BEGIN SOURCE DATA

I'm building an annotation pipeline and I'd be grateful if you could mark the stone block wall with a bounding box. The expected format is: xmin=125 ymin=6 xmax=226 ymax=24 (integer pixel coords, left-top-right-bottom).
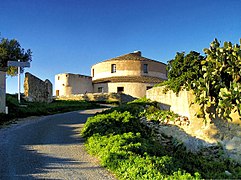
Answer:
xmin=0 ymin=71 xmax=6 ymax=113
xmin=24 ymin=72 xmax=53 ymax=103
xmin=56 ymin=92 xmax=135 ymax=104
xmin=147 ymin=86 xmax=241 ymax=164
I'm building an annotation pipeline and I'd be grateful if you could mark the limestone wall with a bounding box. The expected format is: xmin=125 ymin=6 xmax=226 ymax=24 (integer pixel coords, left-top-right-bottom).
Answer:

END SOURCE DATA

For the entries above, transcribe precisely the lines from the one with "mark the limestone" through the end, including both.

**ANSWER AREA**
I'm building an annotation pipeline and I'd be grateful if you could mark the limestone wall with a bounding box. The expected format is: xmin=125 ymin=6 xmax=226 ymax=24 (integer pixel coords, left-top-right-bottom).
Answer:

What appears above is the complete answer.